Task description:
Give back each record precisely, pictures excluded.

Point localization data
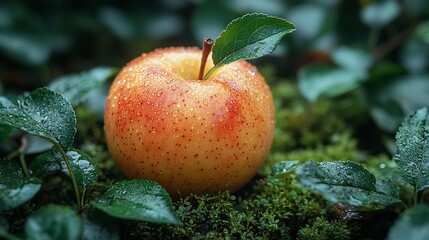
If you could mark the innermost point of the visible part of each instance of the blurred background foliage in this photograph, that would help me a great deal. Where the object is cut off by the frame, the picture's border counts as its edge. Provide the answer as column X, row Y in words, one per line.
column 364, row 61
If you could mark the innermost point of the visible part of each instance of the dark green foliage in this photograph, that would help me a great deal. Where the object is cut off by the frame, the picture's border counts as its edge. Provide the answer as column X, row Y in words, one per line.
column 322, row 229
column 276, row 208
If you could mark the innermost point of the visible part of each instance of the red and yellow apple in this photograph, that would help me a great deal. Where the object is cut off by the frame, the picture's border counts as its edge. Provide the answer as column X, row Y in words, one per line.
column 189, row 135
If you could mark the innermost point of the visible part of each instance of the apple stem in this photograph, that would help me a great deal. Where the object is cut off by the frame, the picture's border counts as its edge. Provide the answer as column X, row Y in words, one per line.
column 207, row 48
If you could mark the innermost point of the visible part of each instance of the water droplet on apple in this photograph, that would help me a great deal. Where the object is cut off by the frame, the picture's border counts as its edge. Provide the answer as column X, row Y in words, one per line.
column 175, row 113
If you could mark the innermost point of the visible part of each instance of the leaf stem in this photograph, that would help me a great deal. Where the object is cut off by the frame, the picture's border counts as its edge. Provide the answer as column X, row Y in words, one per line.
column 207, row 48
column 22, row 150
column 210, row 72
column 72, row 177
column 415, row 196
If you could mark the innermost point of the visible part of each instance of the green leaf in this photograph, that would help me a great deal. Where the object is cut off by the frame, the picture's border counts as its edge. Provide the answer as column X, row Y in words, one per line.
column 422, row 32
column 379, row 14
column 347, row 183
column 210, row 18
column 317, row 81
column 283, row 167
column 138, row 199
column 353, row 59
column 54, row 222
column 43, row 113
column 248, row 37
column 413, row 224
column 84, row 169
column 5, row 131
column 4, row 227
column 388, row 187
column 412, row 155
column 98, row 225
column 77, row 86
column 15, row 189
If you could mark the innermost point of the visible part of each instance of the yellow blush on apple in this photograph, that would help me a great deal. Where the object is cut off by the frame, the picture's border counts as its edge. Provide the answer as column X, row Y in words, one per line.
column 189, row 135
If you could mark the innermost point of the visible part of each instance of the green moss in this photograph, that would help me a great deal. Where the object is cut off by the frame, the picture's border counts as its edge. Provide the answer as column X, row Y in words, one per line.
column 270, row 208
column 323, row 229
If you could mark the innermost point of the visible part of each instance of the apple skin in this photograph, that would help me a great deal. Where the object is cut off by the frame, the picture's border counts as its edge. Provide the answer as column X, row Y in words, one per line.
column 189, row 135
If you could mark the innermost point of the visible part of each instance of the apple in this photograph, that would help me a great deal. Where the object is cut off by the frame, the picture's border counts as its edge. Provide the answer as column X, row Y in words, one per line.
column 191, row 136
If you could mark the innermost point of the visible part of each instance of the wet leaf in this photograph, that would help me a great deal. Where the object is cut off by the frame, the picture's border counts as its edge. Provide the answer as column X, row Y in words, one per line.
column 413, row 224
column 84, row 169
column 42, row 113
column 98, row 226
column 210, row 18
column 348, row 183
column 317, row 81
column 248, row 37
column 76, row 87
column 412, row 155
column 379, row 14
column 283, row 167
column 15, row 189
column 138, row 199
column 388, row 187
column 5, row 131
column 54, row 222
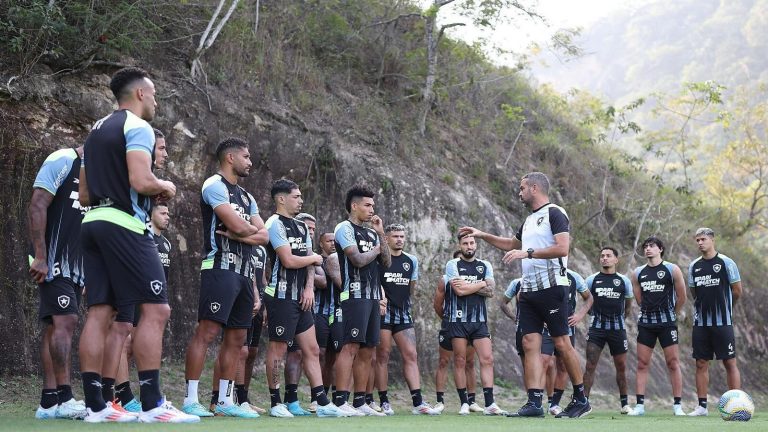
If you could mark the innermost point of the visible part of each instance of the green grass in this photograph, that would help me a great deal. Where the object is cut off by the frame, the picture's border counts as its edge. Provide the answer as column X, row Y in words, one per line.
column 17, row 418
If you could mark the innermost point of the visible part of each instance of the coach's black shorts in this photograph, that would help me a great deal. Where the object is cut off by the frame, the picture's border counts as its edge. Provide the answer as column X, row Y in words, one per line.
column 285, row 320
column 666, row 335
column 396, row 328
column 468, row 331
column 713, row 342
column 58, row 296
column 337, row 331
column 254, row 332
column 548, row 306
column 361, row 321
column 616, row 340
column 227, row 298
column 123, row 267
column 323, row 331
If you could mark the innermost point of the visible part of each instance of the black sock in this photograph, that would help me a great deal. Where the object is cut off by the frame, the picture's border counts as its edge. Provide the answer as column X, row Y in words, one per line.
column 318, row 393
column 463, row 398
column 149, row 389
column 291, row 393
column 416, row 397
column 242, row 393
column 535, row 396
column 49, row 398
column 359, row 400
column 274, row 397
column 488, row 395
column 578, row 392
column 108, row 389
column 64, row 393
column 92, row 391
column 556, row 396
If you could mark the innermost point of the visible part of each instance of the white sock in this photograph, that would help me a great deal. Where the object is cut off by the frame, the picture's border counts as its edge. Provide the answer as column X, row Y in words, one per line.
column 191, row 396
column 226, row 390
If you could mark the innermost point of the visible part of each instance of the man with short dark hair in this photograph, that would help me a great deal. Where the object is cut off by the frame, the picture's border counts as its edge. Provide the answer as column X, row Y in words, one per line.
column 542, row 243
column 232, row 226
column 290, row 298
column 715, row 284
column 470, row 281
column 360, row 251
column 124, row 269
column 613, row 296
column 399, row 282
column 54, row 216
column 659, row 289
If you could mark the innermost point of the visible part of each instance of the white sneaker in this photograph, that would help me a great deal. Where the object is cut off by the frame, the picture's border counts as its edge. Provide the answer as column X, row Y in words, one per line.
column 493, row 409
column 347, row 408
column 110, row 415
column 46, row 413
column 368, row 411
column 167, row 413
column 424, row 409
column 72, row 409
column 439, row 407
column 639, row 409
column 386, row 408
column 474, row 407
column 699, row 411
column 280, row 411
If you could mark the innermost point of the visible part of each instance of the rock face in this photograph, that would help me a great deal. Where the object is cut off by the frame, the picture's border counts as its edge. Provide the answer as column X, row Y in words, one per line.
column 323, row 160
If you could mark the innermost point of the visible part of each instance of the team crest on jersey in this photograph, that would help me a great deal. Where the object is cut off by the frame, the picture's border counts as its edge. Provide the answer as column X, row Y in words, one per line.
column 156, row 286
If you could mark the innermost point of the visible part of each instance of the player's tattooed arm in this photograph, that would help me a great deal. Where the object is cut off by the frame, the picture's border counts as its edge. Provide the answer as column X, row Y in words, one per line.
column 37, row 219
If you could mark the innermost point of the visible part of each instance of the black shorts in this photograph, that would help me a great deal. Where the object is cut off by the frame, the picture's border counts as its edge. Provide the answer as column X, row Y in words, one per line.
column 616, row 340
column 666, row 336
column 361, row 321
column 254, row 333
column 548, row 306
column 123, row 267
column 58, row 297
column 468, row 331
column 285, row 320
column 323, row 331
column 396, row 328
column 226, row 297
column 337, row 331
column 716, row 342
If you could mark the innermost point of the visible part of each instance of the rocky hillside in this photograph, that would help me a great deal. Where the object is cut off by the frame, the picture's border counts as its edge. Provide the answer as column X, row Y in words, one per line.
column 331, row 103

Response box:
If you could mark the innermost point of the visible part of each instance of the blurred background foliage in this photograph, that would help me a great deal. Where the object is cut off by the frame, the picture's border counts as its edge. Provide the answer as column X, row Y in words, one per line.
column 364, row 61
If you could mark the innermost point of the visible part of each instance of the dark green foliage in this photograph, that would help me a great deal. Where the object is cut off by the frame, the picture's border counts as its edge. Provide the answer as column X, row Y in words, one per line.
column 322, row 229
column 276, row 208
If you could mark the innermost point of the visible part of each instance of the red and yellow apple in this photograph, that would help me a great deal. Where the object is cut off by the frame, the picture's border counts as its edge. Provide the answer as column X, row Y in words, one per line.
column 189, row 135
If you could mark the innermost point of the visible part of each instance of the apple stem in this photograph, that would help me a great deal. Where the object is cut off by the frame, the picture's border counts as its edge. Provide the answer as column X, row Y in words, one per line.
column 207, row 48
If you could mark the innermost point of the visible part of each instance of the water droplet on apple in this photograph, that would help me a great deal. Where the object is cut off by the frame, the picture's border counts as its edge. Provide the answer as column X, row Y in words, one per line.
column 175, row 113
If you could mark the innermost point of the visible part of each instance of the leaf stem in this photograph, that would help me a great deal. Where the object is cut off by the frame, the picture's border counts as its edge. Provide the answer as column X, row Y in words, one per line.
column 207, row 48
column 22, row 150
column 210, row 72
column 72, row 177
column 415, row 196
If you could mark the innermost point of the visible part of each instance of the green leaf in this photograph, that would help me a great deal. Where the object is cut off by the frame, the picture's border counts as its edge. Provide the answer as column X, row Y in words, one per line.
column 422, row 32
column 379, row 14
column 347, row 183
column 210, row 18
column 317, row 81
column 283, row 167
column 138, row 199
column 353, row 59
column 54, row 222
column 43, row 113
column 248, row 37
column 413, row 224
column 84, row 169
column 5, row 131
column 4, row 227
column 388, row 187
column 412, row 155
column 98, row 225
column 77, row 86
column 15, row 189
If you could mark the innermost point of the visible part of each instance of the yellow blush on apple in this photograph, that would help me a great deal. Where the object is cut off by the frame, the picture's border counts as its edge. Provide the answer as column X, row Y in words, one per line.
column 189, row 135
If you could mark the innermost point of the visible part of each instance of the green moss in this photograph, that would help me a great deal. Where the object is cut off by the frame, the picture's border counts as its edge. Provide the answer as column X, row Y in words, one per line.
column 270, row 208
column 323, row 229
If you could mark the innermost point of the visible part of each instance of the apple skin in this photograph, that would help me a great deal. Where the object is cut off by the frame, the picture's border counts as its edge. Provide the answer as column X, row Y in words, one per line.
column 189, row 135
If you could mark the innermost point of the visible part of each instance of the apple in this photograph, that would help me a great deal. Where the object is cut off by the frame, the picture's border counts as its edge. Provide the answer as column X, row Y in words, one per line.
column 191, row 136
If you could mark the innermost point of the visible part of each instance of the wet leaf in this photograph, that would help me a great deal. Where the object is cut off by the frame, the picture's border counts as its edge. Provide the answer as column X, row Y in words, one per line.
column 413, row 224
column 84, row 169
column 42, row 113
column 98, row 226
column 210, row 18
column 348, row 183
column 317, row 81
column 248, row 37
column 76, row 87
column 412, row 155
column 379, row 14
column 283, row 167
column 15, row 189
column 138, row 199
column 388, row 187
column 5, row 131
column 54, row 222
If you could mark the innermost point of the visible part of each instance of the green grass in this photograph, that would help me a great deal. Where the object is cut off by the frame, the picture's border counts as its edge. Provide the answer as column X, row Y in words, one per line.
column 17, row 418
If you could mark the innermost point of the visible part of each instance of the coach's black shorts in this photograph, that would help me a great deal. Where the object is cut off by the frame, the picture's border counts as its edge. Provide the answer as column X, row Y in words, one per line.
column 285, row 320
column 666, row 335
column 396, row 328
column 468, row 331
column 713, row 342
column 58, row 296
column 337, row 331
column 254, row 332
column 548, row 306
column 361, row 321
column 616, row 340
column 227, row 298
column 123, row 267
column 323, row 331
If you could mark the innermost point of the visible part of each instance of the black sock in this photograph, that would help me a great deal. Where the object is cut off by the frame, the picture's border counts as its edge. Provide the answer as column X, row Y in words, one per line.
column 318, row 393
column 463, row 398
column 149, row 389
column 291, row 393
column 416, row 397
column 242, row 393
column 535, row 396
column 49, row 398
column 359, row 400
column 274, row 397
column 488, row 395
column 578, row 392
column 108, row 389
column 64, row 393
column 92, row 391
column 556, row 396
If you could mark the innermost point of the visible part of each instance of the white sock in this photograph, that would help me a great deal. Where the object is cut off by the frame, the picture's border counts as its edge. Provide the answer as column X, row Y in words, one per line.
column 191, row 396
column 226, row 390
If you could mark the innermost point of the visible part of each instance of the man with short dark hair in this photograph, that would help me a great deal. Where the object is cut off by the frame, the picture's border counts as its edge. Provide the answer as column X, row Y in words, one per line.
column 542, row 243
column 232, row 226
column 290, row 298
column 715, row 284
column 470, row 281
column 360, row 251
column 124, row 269
column 613, row 296
column 399, row 282
column 54, row 216
column 659, row 289
If you could mark the innermost point of the visible part of each instance of the white sneaker in this photograph, that would help me a great deal. Where the object is cut off by the frame, the picture's border counts as its edge. Provide the answer as column X, row Y in words, one per line.
column 493, row 409
column 347, row 408
column 110, row 415
column 46, row 413
column 368, row 411
column 167, row 413
column 424, row 409
column 72, row 409
column 439, row 407
column 639, row 409
column 386, row 408
column 474, row 407
column 699, row 411
column 280, row 411
If you could mark the innermost point of the visible part of each instance of the rock face in this photograph, that would help me a great deal. Where the object is cut off by the frame, the picture's border counts as its edge. Provide the answer as column X, row Y in words, one per line.
column 323, row 160
If you could mark the innermost point of the visible part of each instance of the team crest on jersey in this photograph, that would help me a great deal. Where the object is cut off by the frame, the picture's border counts as its edge. Provide the answer as column X, row Y in words, one per line.
column 156, row 286
If you could mark the innermost point of the visible part of each instance of the player's tattooed arm in this photograph, that would help me a great deal. Where the object is cut off by the frame, the picture's border counts as its edge. Provide the answer as column X, row Y in words, one per line.
column 37, row 219
If you could mark the innermost point of the visible part of each instance of the black shorts in this photograph, that would help me a great deal. Where the object is cut off by the frame, the picture's border counts as its edge. Provide the answer as column X, row Y in words, one per line.
column 616, row 340
column 666, row 336
column 361, row 321
column 254, row 333
column 548, row 306
column 123, row 267
column 58, row 297
column 468, row 331
column 285, row 320
column 323, row 331
column 396, row 328
column 226, row 297
column 337, row 331
column 716, row 342
If you could mark the innermost point of the visible part of each instance of the rocky hillside in this photograph, that would help me a great deal. Where the object is cut off by the frame, the picture's border counts as its edge. Provide the answer as column X, row Y in words, one per line.
column 331, row 103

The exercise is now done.